Provided passage ->
══════════

This is failed on openshift v3.4.1.7 kubernetes v1.4.0+776c994 etcd 3.1.0-rc.0 FirstSeen LastSeen Count From SubobjectPath Type Reason Message --------- -------- ----- ---- ------------- -------- ------ ------- 5m 5m 1 {default-scheduler } Normal Scheduled Successfully assigned registry-console-2-y5kgt to ip-172-18-15-88.ec2.internal 5m 1m 10 {controller-manager } Warning FailedMount Failed to attach volume "pvc-5b55fcd2-f191-11e6-9747-0e758138dc84" on node "ip-172-18-15-88.ec2.internal" with: Error attaching EBS volume: VolumeInUse: vol-087a2a79f623c5358 is already attached to an instance status code: 400, request id: 3m 1m 2 {kubelet ip-172-18-15-88.ec2.internal} Warning FailedMount Unable to mount volumes for pod "registry-console-2-y5kgt_default(df6cf382-f192-11e6-9747-0e758138dc84)": timeout expired waiting for volumes to attach/mount for pod "registry-console-2-y5kgt"/"default". list of unattached/unmounted volumes=[v1] 3m 1m 2 {kubelet ip-172-18-15-88.ec2.internal} Warning FailedSync Error syncing pod, skipping: timeout expired waiting for volumes to attach/mount for pod "registry-console-2-y5kgt"/"default". list of unattached/unmounted volumes=[v1] I will re-test it on newer OCP
Can you elaborate on how it failed? As I said - if atomic-openshift-node is not running on the node, the volume being used won't be unmounted and hence it can't be detached. This is by design. I opened a trello card - https://trello.com/c/hNeu0drR/418-enable-force-detach-when-volume-is-attached-to-a-node-and-node-is-down to fix that problem because fixing this behavior is more than a quick bug fix. To recap - what I am saying is, none of the code we pushed fixes originally reported bug in the ticket. The bug is asking for a feature which does not exist. What we *did* fix is - we fixed the panic that happens when error is being logged via an event. So following panic: " Error: recovered from panic "runtime error: invalid memory address or nil pointer dereference". (err=<nil>) Call stack:" should be gone.

══════════

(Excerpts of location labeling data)
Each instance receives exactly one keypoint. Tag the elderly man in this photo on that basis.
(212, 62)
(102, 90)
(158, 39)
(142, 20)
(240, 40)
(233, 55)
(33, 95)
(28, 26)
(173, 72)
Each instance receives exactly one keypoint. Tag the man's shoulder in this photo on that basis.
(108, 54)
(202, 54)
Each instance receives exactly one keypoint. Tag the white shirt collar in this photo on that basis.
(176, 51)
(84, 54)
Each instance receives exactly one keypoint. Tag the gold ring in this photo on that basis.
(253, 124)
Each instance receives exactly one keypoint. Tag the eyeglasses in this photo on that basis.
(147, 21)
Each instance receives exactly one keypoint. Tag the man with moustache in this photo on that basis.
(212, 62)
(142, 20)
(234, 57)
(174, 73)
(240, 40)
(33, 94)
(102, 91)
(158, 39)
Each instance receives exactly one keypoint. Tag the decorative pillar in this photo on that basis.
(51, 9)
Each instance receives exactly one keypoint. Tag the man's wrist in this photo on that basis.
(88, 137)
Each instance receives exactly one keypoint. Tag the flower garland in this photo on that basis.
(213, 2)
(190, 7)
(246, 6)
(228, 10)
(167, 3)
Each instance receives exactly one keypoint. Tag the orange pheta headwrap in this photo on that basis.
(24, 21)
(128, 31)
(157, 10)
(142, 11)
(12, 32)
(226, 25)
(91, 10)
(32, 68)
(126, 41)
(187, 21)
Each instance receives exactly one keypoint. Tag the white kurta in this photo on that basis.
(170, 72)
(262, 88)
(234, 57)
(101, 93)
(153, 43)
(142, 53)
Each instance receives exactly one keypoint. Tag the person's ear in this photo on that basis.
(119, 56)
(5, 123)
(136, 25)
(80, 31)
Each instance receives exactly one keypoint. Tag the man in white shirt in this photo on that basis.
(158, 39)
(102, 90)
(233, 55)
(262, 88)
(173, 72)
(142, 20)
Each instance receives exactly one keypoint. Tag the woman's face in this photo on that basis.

══════════

What the task asks ->
In the OpenShift thread, what does the pushed code actually fix?

Exercise solution ->
It fixes the panic that occurs when an error is logged via an event.